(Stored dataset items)

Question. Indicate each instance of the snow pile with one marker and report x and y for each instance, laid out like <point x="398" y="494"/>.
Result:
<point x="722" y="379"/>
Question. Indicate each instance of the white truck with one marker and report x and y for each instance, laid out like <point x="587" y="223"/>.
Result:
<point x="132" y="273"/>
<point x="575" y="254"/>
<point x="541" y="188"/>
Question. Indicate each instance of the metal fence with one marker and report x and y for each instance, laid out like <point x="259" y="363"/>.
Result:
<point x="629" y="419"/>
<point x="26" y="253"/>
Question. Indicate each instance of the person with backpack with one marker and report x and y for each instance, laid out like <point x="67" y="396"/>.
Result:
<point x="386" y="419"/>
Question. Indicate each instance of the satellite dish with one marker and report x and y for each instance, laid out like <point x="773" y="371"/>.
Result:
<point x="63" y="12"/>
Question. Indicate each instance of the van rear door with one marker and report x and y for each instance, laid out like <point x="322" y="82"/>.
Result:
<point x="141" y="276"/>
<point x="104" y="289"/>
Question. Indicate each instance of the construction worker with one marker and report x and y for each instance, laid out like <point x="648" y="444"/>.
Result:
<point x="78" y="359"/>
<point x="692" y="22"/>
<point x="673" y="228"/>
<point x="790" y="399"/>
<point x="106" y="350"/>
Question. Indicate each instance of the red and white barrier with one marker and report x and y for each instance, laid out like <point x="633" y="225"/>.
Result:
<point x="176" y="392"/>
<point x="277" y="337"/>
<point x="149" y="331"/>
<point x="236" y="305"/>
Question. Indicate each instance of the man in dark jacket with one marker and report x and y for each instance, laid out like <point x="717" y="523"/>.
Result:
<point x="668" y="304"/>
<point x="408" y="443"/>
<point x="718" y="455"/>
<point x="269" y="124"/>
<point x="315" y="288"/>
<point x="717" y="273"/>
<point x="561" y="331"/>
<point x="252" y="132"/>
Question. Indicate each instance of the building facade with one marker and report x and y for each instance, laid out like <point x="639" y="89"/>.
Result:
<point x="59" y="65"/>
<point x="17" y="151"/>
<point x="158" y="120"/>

▸ **Goal of the exercise**
Apply a filter for "white" to the entries and show each line that passes.

▸ **Exercise result**
Question. Indicate each instance of the white truck with one marker and report x and y for each instance, laid out like <point x="587" y="223"/>.
Question. Indicate each instance of the red and white barrier with one marker and report x and y for each instance, laid out like <point x="633" y="225"/>.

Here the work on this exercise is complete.